Document text —
......

= Shanghai Quartet =

String quartet in Shanghai, China

The Shanghai Quartet is a string quartet that formed in 1983. The quartet is made up of: first violinist Weigang Li, second violinist Angelo Xiang Yu, violist Honggang Li, and cellist Nicholas Tzavaras. On November 20, 2020 the ensemble announced the newest member, Angelo Xiang Yu. The Shanghai Quartet accepted the resignation of former violist Yi-Wen Jiang on March 17, 2020. The group's tours have included North America, South America, Japan, China, Australia, New Zealand, and Europe. Among their performances, the Shanghai Quartet has developed a long list of performance collaborators including Yo-Yo Ma, David Soyer, Eugenia Zukerman, Sharon Isbin, Ruth Laredo, Arnold Steinhardt, and Chanticleer.

==History==
The group was formed in 1983 at the Shanghai Conservatory in China. In 1984 the quartet was selected by the Ministry of Culture (China) to compete at the Portsmouth International Quartet Competition in England where they won 2nd prize. The group then left China in 1985 to study at Northern Illinois University with the Vermeer Quartet until 1987. The Shanghai Quartet made its New York debut in 1987 at Town Hall. In 1989 they became the quartet-in-residence at the University of Richmond. In 2003 the quartet became Distinguished Visiting Artists of the school's Modlin Center for the Arts, giving concerts during the Great Performances season from September to May. They then were established as artists-in-residency at the John J. Cali School of Music at Montclair State University in New Jersey where they are currently located. The four members are also visiting guest professors at the Shanghai Conservatory and Central Conservatory of Music in China where they share in master-classes what they have learned in America. In the fall of 2020, they became resident faculty members at The Tianjin Juilliard School. A documentary film by Hal Rifken, titled Behind the Strings, was released in 2020, telling the adventuresome history of the musicians through their westward journeys out of the Cultural Revolution in China to their current lives on stage and at home in the US.

==Members==

===Weigang Li===

Weigang Li is a native of Shanghai and began studying the violin at age five under the instruction of his parents. He began formal music education at the Shanghai Conservatory when he was 14 years old. In 1981 he studied at the San Francisco Conservatory of Music through an exchange program with the Shanghai Conservatory. Upon finishing his studies in 1985, Weigang became an assistant violin professor at Shanghai. He then left China to study at Northern Illinois University. From 1987 to 1989, he studied at the Juilliard School and was a teaching assistant to the Juilliard String Quartet. Weigang has been the first violinist for the Shanghai Quartet since its inception.

Weigang has been a soloist with the Asian Youth Orchestra, Shanghai Symphony Orchestra, BBC Symphony Orchestra, and BBC Scottish Symphony Orchestra. He appears in the film From Mao to Mozart: Isaac Stern in China. Weigang currently is on the faculty at the Bard College Conservatory of Music, an Artist-in-Residence at Montclair State University's John J. Cali School Of Music, and resident faculty at The Tianjin Juilliard School.

......

Records provided —
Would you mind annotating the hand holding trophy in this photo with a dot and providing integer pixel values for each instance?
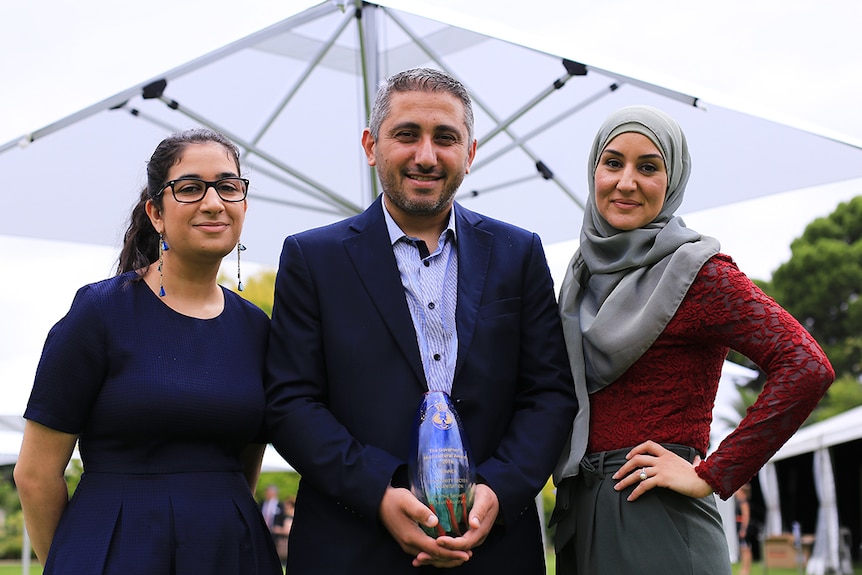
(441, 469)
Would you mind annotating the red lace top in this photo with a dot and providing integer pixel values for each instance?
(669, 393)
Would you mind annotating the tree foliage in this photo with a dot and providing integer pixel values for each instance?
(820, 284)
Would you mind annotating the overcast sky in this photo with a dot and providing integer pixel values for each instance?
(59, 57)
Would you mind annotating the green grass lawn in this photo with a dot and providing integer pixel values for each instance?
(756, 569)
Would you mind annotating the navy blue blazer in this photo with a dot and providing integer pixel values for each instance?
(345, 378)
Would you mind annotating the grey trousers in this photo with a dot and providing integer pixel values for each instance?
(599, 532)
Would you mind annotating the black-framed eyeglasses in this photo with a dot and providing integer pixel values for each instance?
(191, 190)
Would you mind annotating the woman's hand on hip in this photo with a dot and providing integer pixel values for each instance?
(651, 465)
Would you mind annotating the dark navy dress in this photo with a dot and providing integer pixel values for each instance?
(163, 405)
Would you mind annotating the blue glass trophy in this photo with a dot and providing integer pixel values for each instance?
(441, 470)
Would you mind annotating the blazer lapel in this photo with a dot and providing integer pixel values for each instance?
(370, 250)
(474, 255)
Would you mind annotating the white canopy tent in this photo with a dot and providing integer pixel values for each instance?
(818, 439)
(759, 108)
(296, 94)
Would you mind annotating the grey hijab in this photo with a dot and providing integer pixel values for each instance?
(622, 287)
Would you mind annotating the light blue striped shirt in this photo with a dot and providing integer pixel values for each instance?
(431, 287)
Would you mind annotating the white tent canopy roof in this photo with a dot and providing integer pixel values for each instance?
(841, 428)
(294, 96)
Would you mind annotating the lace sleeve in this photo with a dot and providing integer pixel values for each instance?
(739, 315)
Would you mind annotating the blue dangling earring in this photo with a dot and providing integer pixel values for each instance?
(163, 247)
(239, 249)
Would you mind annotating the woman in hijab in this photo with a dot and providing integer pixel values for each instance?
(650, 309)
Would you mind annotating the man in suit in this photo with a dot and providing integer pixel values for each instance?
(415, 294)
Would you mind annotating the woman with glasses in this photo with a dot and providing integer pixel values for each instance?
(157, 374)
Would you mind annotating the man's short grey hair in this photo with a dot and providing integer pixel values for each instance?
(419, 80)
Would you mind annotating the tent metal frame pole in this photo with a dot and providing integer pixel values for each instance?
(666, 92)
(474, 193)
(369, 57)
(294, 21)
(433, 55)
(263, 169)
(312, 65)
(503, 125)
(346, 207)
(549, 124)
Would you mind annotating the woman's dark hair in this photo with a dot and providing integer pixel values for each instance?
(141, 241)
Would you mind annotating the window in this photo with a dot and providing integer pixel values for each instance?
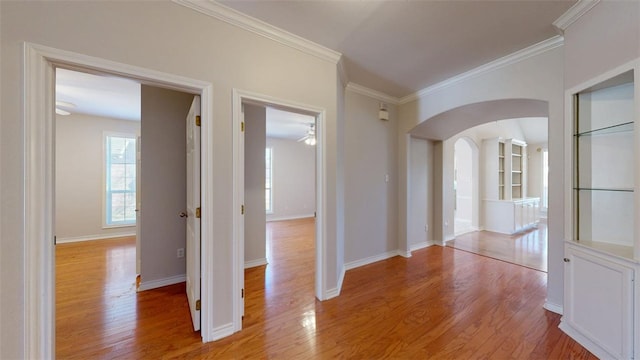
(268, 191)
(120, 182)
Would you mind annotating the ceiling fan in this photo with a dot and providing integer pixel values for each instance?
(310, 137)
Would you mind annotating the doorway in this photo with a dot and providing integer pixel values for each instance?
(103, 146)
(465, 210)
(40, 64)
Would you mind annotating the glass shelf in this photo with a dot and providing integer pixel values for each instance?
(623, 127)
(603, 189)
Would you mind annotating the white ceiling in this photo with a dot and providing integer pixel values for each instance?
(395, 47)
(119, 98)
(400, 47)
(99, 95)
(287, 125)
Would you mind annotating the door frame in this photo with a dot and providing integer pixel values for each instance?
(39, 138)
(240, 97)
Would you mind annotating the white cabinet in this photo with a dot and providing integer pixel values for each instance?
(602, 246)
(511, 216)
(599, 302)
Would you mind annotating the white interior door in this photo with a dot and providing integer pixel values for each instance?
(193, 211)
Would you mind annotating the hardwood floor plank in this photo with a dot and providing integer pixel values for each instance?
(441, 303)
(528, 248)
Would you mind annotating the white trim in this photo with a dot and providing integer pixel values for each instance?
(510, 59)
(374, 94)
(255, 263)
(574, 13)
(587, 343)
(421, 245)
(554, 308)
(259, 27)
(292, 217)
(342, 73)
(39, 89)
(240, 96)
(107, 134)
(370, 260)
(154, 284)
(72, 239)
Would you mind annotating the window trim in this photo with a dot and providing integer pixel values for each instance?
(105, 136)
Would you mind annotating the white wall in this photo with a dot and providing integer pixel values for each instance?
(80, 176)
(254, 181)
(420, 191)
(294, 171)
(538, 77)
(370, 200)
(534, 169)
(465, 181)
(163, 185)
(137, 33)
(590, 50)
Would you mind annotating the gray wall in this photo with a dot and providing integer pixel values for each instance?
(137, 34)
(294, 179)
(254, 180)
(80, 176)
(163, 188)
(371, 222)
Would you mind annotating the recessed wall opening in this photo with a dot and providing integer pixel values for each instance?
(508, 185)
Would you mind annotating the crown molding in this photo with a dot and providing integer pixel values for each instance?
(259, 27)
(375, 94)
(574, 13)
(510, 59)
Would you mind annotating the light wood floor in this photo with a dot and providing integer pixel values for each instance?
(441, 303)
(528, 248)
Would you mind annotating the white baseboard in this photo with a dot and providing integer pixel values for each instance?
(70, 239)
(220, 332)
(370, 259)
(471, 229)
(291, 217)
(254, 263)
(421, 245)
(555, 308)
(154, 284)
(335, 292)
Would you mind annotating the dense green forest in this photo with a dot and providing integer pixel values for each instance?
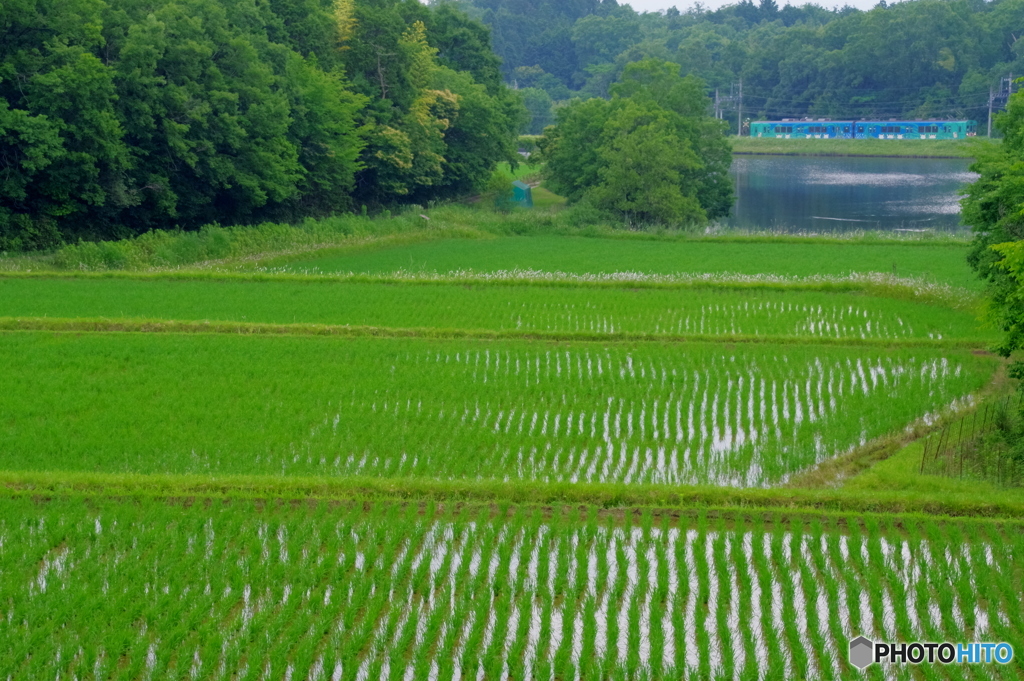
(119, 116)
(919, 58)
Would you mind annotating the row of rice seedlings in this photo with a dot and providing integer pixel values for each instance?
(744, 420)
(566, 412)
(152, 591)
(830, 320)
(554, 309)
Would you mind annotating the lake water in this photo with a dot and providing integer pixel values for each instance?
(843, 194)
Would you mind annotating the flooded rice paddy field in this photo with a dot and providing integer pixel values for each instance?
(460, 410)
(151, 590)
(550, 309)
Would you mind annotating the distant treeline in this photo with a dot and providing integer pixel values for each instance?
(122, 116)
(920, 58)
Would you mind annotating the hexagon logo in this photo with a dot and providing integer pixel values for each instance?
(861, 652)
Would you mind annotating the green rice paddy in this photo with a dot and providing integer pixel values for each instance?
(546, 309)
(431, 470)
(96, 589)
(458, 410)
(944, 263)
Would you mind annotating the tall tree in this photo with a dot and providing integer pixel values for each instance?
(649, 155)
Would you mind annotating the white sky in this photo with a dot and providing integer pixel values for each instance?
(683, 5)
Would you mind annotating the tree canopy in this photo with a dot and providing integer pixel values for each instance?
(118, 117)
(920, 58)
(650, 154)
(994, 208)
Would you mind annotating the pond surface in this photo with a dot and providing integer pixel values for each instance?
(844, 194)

......

Exercise task A — According to the Shanghai Quartet text, at what venue did the quartet make its New York debut in 1987?
Exercise task B — Return, word for word, the stretch of the Shanghai Quartet text from "Weigang Li is" through "since its inception.".

Exercise response A — Town Hall.

Exercise response B —
Weigang Li is a native of Shanghai and began studying the violin at age five under the instruction of his parents. He began formal music education at the Shanghai Conservatory when he was 14 years old. In 1981 he studied at the San Francisco Conservatory of Music through an exchange program with the Shanghai Conservatory. Upon finishing his studies in 1985, Weigang became an assistant violin professor at Shanghai. He then left China to study at Northern Illinois University. From 1987 to 1989, he studied at the Juilliard School and was a teaching assistant to the Juilliard String Quartet. Weigang has been the first violinist for the Shanghai Quartet since its inception.